### Image point grounding data
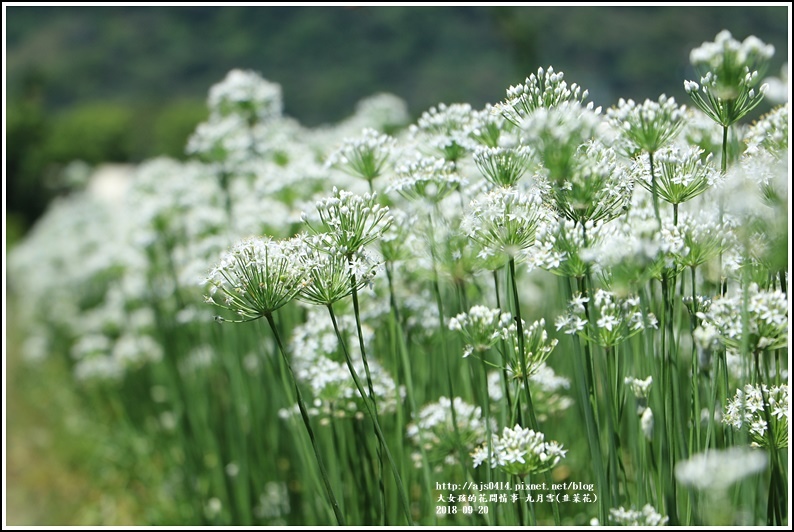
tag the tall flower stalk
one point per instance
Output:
(253, 280)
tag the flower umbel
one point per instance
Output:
(365, 157)
(352, 220)
(519, 451)
(747, 409)
(256, 277)
(481, 327)
(730, 73)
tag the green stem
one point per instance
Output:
(533, 422)
(654, 192)
(305, 415)
(379, 433)
(363, 350)
(505, 376)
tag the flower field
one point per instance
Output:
(541, 312)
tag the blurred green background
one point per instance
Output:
(123, 84)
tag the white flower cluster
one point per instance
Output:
(481, 327)
(639, 387)
(717, 470)
(352, 220)
(537, 348)
(598, 187)
(727, 54)
(681, 173)
(547, 390)
(726, 92)
(504, 223)
(650, 125)
(426, 178)
(616, 319)
(257, 277)
(696, 239)
(442, 438)
(365, 156)
(749, 407)
(447, 129)
(767, 321)
(545, 89)
(770, 132)
(556, 134)
(246, 93)
(319, 363)
(519, 451)
(648, 516)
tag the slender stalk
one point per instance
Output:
(533, 422)
(363, 350)
(654, 192)
(305, 415)
(584, 386)
(378, 432)
(505, 378)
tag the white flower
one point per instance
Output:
(520, 451)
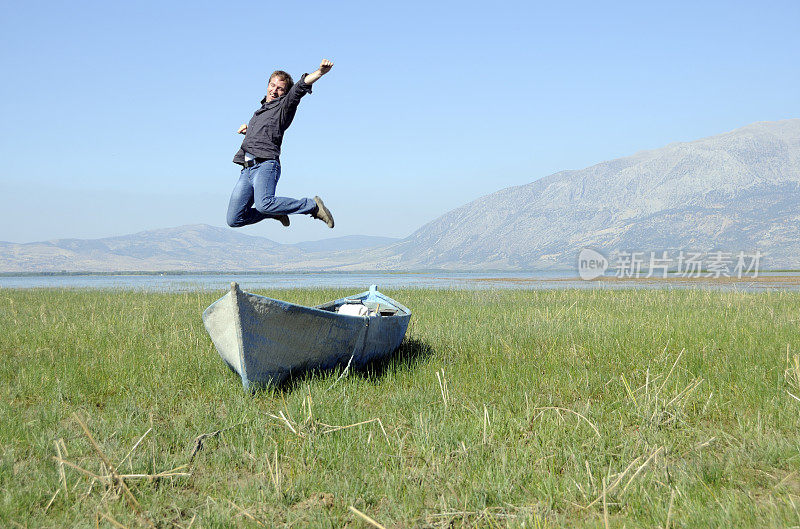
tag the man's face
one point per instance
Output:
(276, 88)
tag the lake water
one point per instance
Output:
(386, 280)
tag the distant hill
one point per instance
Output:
(738, 191)
(193, 247)
(734, 192)
(348, 242)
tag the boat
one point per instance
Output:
(266, 340)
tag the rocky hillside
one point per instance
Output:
(737, 191)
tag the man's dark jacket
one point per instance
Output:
(265, 130)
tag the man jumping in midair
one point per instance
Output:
(253, 198)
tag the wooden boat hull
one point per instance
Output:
(265, 340)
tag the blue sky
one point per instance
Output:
(121, 117)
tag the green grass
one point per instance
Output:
(677, 403)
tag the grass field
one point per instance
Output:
(560, 408)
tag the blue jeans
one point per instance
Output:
(253, 198)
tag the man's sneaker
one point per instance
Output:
(323, 213)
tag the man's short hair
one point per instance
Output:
(282, 76)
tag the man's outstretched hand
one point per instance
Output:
(325, 66)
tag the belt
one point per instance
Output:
(254, 161)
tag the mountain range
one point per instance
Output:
(733, 192)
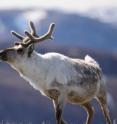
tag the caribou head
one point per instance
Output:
(25, 46)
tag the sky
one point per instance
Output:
(65, 5)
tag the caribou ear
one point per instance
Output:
(30, 49)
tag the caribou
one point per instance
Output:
(59, 77)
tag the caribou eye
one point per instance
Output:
(20, 51)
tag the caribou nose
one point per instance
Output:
(3, 55)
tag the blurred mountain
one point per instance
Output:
(75, 35)
(71, 29)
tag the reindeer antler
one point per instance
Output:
(33, 37)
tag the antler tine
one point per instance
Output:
(33, 29)
(17, 35)
(34, 39)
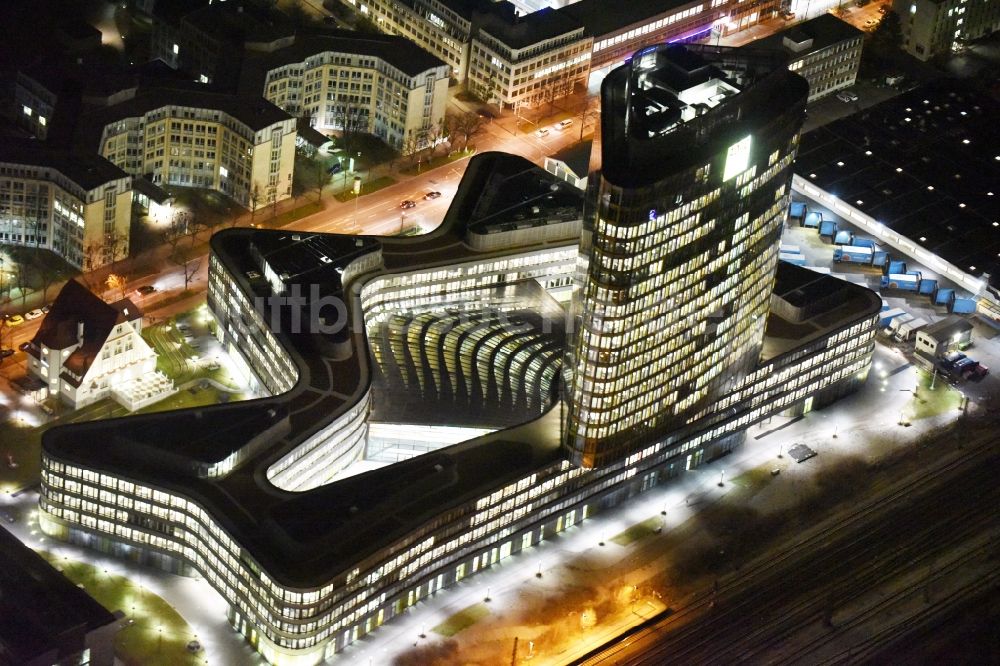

### WORK TO COMPLETE
Now write out the data word for word, skipping every picture in it.

### RESPONSE TO THE EXERCISE
tag the tall flower stalk
one point per instance
Output:
(253, 280)
tag the flower umbel
one point per instance
Output:
(365, 157)
(352, 220)
(519, 451)
(747, 409)
(256, 277)
(481, 327)
(730, 73)
tag the green stem
one point per instance
Output:
(533, 422)
(654, 192)
(305, 415)
(379, 433)
(363, 350)
(505, 376)
tag the flower field
one point per instance
Output:
(541, 312)
tag the blurred green background
one point per instance
Output:
(123, 84)
tag the white flower cluster
one point per instance
Output:
(481, 327)
(639, 387)
(717, 470)
(352, 220)
(537, 348)
(598, 187)
(727, 54)
(681, 173)
(547, 390)
(726, 92)
(504, 223)
(650, 125)
(426, 178)
(616, 319)
(257, 277)
(696, 239)
(442, 438)
(365, 156)
(749, 407)
(447, 129)
(767, 321)
(545, 89)
(770, 132)
(556, 134)
(246, 93)
(319, 363)
(519, 451)
(648, 516)
tag the slender stalk
one point per instance
Output:
(533, 422)
(363, 350)
(654, 192)
(305, 415)
(584, 386)
(378, 432)
(505, 378)
tag the white flower
one point per instance
Output:
(520, 451)
tag the man's face
one point per instance
Output:
(276, 88)
tag the lake water
one point per instance
Output:
(386, 280)
tag the distant hill
one point per instance
Output:
(738, 191)
(193, 247)
(734, 192)
(348, 242)
tag the boat
one point per instance
Output:
(266, 340)
tag the rocky hillside
one point per instance
Output:
(737, 191)
tag the man's dark jacket
one point per instance
Output:
(265, 130)
tag the man jumping in midair
one point per instance
Output:
(253, 198)
tag the wooden boat hull
one point per instance
Output:
(265, 340)
tag the blue sky
one point per instance
Output:
(121, 117)
tag the green grass
one point per instance
Output:
(677, 403)
tag the grass field
one point per instance
Output:
(560, 408)
tag the blue jeans
one point per instance
Output:
(253, 198)
tag the man's sneaker
one point per instance
Output:
(323, 213)
tag the man's short hair
one point per instance
Output:
(282, 76)
tag the man's outstretched hand
one point per instance
Output:
(325, 66)
tag the belt
one point per instance
Output:
(254, 161)
tag the mountain range
one point per instance
Output:
(733, 192)
tag the caribou head
one point per instance
Output:
(25, 46)
tag the sky
one point per instance
Output:
(65, 5)
tag the caribou ear
one point per instance
Output:
(30, 49)
tag the caribou
one point per instance
Output:
(59, 77)
tag the caribou eye
one point per instance
Output:
(20, 51)
tag the caribou nose
one point per instance
Output:
(3, 55)
tag the blurred mountain
one point per instance
Output:
(75, 35)
(71, 29)
tag the reindeer antler
one point per instance
Output:
(33, 37)
tag the antler tine
one point per instance
Output:
(33, 29)
(17, 35)
(34, 39)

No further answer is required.